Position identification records
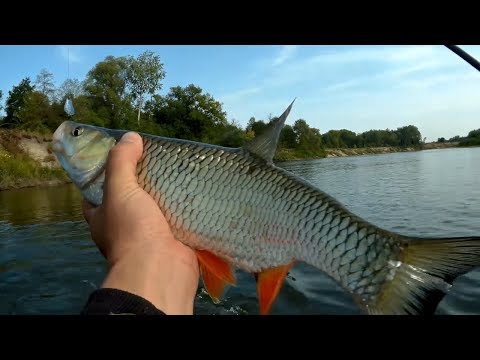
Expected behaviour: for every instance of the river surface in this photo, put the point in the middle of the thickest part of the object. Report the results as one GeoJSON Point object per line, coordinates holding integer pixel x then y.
{"type": "Point", "coordinates": [49, 265]}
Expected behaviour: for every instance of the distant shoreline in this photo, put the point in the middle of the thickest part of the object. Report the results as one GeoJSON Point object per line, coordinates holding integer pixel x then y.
{"type": "Point", "coordinates": [23, 148]}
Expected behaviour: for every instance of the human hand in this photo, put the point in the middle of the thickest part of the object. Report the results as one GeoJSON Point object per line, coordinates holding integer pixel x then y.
{"type": "Point", "coordinates": [133, 235]}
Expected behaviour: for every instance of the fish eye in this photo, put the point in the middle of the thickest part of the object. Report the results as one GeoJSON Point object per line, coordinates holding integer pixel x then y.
{"type": "Point", "coordinates": [77, 131]}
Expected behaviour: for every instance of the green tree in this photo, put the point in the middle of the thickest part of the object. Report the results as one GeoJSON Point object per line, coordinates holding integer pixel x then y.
{"type": "Point", "coordinates": [188, 113]}
{"type": "Point", "coordinates": [16, 100]}
{"type": "Point", "coordinates": [44, 84]}
{"type": "Point", "coordinates": [144, 76]}
{"type": "Point", "coordinates": [38, 114]}
{"type": "Point", "coordinates": [106, 84]}
{"type": "Point", "coordinates": [72, 88]}
{"type": "Point", "coordinates": [309, 139]}
{"type": "Point", "coordinates": [408, 135]}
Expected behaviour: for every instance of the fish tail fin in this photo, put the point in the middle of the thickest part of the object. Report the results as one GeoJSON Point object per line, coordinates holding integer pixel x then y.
{"type": "Point", "coordinates": [425, 273]}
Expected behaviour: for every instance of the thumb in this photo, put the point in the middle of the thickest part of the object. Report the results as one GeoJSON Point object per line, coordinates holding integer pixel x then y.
{"type": "Point", "coordinates": [121, 165]}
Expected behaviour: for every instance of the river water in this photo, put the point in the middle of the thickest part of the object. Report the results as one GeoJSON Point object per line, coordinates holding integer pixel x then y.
{"type": "Point", "coordinates": [49, 265]}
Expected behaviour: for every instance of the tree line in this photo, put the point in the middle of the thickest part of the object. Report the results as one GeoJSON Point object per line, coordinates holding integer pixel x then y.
{"type": "Point", "coordinates": [472, 139]}
{"type": "Point", "coordinates": [122, 92]}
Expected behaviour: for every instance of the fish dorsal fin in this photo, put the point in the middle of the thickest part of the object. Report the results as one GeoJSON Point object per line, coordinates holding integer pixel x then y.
{"type": "Point", "coordinates": [265, 145]}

Written task:
Rename "thickest part" to "widest part" everywhere in the listing, keeping all other text the same. Omit the pictures from your answer.

In response:
Expected behaviour: for every instance of the river surface in this photo, put the point in the middle of the widest part of the object. Report the results as one GeoJSON Point object per line, coordinates holding integer pixel x then y.
{"type": "Point", "coordinates": [49, 265]}
Expected behaviour: for every instance of the distant shoreline in this photo, put the point in the middle of the widest part of the object. Report the results as one GeoJSON Point object per line, coordinates holding integer pixel x then y.
{"type": "Point", "coordinates": [23, 148]}
Expected behaviour: for every instance of the human hand in this photo, put the point in the middle of the widest part of the object. Report the results as one GeoJSON Point object per line, coordinates holding integer pixel x then y.
{"type": "Point", "coordinates": [133, 235]}
Expected behaviour: for every instance of the fish eye in this photo, put the point in the middle of the widest part of the object. Report the results as one GeoJSON Point object per line, coordinates holding integer pixel x then y.
{"type": "Point", "coordinates": [77, 131]}
Expected behaviour: for every instance of the green tree in this photo, put the point in the middle of the widest part of the object. Report the results as one GeoJSON Point object per line, coordinates holding integer pixel x then y.
{"type": "Point", "coordinates": [188, 113]}
{"type": "Point", "coordinates": [16, 100]}
{"type": "Point", "coordinates": [44, 84]}
{"type": "Point", "coordinates": [144, 76]}
{"type": "Point", "coordinates": [38, 114]}
{"type": "Point", "coordinates": [106, 84]}
{"type": "Point", "coordinates": [72, 88]}
{"type": "Point", "coordinates": [309, 139]}
{"type": "Point", "coordinates": [408, 135]}
Expected behaviour: for every instance of the fish tail fin in this photo, put the point in the middle of the widest part of the object. Report the results as one GeoJSON Point object per line, coordinates holding integer pixel x then y.
{"type": "Point", "coordinates": [425, 273]}
Expected behaviour: for every instance of the thumb in this photo, put the point in the middle of the widest part of the object. Report the results as one GeoJSON Point object per line, coordinates holding integer pixel x then y.
{"type": "Point", "coordinates": [121, 165]}
Expected behaviour: for every instance of the river water in this photo, put the point in the middle of the widest part of the object. Report the results as one GeoJSON Point object per line, coordinates holding integer pixel x then y.
{"type": "Point", "coordinates": [49, 265]}
Expected behaviour: for every instance of the tree line in this photo, put the point in the middle of the widest part of the object. Report the results as one GeoJSON Point object per line, coordinates holding integer pixel x then y.
{"type": "Point", "coordinates": [472, 139]}
{"type": "Point", "coordinates": [122, 92]}
Expected behaviour: for every instance of the fish dorsal fin in this photo, put the point in the middle of the widest part of the object. Report the results as one GeoJSON Point object per line, coordinates holding integer pixel x then y.
{"type": "Point", "coordinates": [265, 145]}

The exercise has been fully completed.